■ **WRITTEN PROBLEM**:
Starting with the line that contains "trim --coords pixels" and going on through the end of the records, rename every "bumper" to "fender". Return only those lines, with everything else unchanged.

■ **DATA EXTRACT**:
+ + + + +
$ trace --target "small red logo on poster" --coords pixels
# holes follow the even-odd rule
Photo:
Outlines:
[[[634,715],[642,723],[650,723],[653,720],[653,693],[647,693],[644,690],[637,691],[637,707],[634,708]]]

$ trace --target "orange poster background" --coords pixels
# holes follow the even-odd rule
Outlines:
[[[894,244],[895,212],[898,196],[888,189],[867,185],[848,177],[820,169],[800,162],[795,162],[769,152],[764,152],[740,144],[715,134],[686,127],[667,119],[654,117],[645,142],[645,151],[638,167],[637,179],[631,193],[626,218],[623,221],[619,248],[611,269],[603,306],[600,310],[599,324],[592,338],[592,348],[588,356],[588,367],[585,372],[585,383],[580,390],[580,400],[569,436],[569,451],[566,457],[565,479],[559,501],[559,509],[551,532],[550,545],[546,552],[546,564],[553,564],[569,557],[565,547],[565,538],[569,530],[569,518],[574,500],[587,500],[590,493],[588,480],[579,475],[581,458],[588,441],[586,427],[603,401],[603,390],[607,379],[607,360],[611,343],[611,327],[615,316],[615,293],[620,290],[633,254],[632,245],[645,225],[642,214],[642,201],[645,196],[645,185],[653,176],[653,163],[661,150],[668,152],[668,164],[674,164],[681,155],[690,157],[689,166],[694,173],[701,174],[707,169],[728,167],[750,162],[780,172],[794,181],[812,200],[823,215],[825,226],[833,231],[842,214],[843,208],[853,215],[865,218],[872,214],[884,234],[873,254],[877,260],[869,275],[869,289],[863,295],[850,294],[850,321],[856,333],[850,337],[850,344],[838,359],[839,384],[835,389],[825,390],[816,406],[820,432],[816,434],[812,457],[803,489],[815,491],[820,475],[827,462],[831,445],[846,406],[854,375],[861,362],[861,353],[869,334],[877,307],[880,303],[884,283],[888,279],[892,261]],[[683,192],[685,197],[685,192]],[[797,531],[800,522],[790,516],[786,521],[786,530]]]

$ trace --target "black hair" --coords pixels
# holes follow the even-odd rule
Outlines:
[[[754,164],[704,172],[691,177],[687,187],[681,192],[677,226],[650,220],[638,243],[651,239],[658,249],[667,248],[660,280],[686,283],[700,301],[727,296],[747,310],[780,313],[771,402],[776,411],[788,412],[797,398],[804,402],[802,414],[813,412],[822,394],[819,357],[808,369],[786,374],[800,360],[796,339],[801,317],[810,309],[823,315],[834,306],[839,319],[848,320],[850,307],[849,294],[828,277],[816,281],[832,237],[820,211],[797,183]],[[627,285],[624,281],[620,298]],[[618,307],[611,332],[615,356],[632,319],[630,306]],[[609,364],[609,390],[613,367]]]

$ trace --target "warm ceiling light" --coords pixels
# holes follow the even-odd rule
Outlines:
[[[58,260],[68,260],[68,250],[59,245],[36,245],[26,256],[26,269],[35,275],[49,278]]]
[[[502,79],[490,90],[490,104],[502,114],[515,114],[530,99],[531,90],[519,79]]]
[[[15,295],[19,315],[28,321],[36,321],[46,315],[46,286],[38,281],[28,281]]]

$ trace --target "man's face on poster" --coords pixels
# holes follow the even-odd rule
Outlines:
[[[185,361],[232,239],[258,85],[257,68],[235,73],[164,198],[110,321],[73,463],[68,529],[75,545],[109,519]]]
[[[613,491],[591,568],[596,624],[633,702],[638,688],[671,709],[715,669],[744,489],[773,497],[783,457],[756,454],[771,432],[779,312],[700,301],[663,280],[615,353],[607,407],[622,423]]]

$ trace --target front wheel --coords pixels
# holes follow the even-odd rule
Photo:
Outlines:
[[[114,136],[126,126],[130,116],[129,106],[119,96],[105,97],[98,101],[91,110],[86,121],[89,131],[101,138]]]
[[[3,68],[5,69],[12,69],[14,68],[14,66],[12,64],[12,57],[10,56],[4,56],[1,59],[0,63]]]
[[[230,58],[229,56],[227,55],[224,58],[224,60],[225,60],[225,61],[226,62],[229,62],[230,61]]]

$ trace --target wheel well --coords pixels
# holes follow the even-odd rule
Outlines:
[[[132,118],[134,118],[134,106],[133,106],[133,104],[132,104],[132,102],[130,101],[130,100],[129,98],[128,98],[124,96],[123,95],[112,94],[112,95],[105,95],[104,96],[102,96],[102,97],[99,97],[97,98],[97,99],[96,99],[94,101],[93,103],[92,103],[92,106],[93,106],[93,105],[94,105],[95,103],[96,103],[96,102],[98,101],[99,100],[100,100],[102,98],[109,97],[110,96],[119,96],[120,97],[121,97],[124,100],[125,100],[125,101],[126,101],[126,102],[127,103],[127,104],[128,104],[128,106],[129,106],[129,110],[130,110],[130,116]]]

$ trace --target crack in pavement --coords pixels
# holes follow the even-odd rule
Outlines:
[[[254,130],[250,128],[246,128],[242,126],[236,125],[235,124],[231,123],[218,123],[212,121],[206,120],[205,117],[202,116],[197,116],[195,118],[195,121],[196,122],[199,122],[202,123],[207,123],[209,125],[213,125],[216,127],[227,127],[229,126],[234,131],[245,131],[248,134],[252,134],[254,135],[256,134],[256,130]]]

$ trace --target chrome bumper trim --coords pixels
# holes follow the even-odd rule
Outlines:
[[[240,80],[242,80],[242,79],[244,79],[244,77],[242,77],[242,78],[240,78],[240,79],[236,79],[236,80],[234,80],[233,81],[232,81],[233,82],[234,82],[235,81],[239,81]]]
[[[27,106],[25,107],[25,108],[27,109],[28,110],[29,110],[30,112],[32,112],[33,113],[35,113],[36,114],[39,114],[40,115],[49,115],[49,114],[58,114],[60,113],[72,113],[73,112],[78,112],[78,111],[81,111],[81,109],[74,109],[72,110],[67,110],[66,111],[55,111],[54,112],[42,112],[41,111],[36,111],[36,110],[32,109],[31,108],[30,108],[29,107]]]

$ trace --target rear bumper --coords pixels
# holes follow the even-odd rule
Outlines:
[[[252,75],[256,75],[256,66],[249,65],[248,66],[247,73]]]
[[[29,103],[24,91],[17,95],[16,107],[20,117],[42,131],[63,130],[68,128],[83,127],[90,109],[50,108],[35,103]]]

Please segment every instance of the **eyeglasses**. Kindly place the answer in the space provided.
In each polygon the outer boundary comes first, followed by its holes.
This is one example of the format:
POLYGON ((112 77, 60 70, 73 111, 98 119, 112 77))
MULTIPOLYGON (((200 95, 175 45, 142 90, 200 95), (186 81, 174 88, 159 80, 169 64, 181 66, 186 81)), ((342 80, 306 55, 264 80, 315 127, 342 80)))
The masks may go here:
+ + + + +
■ **THE REPLY**:
$ trace --target chrome fender trim --coords pixels
# holes follow the even-odd rule
Outlines:
[[[240,80],[242,80],[242,79],[244,79],[244,77],[242,77],[242,78],[240,78],[240,79],[236,79],[236,80],[234,80],[233,81],[232,81],[233,82],[234,82],[235,81],[239,81]]]
[[[27,106],[25,107],[25,108],[27,109],[28,110],[29,110],[30,112],[32,112],[33,113],[35,113],[36,114],[39,114],[40,115],[49,115],[49,114],[58,114],[60,113],[72,113],[73,112],[78,112],[78,111],[81,111],[81,109],[74,109],[72,110],[67,110],[66,111],[55,111],[54,112],[42,112],[41,111],[36,111],[36,110],[32,109],[31,108],[30,108],[29,107]]]

$ trace --target rear fender --coords pixels
# holes follow the even-odd rule
Outlines:
[[[252,75],[256,75],[256,66],[249,65],[248,66],[247,73]]]
[[[29,103],[24,91],[17,95],[16,107],[20,117],[42,131],[63,130],[68,128],[83,127],[90,109],[50,108],[35,103]]]

Please segment every instance of the **eyeglasses**. Kindly place the answer in the space provided.
In each polygon the outer boundary comes first, followed by its holes.
This is one example of the format:
POLYGON ((112 77, 60 70, 73 111, 98 119, 112 77))
MULTIPOLYGON (((200 95, 175 45, 142 90, 200 95), (186 81, 174 88, 159 80, 169 64, 181 66, 186 81)), ((342 80, 306 55, 264 80, 315 127, 342 80)))
The masks may go here:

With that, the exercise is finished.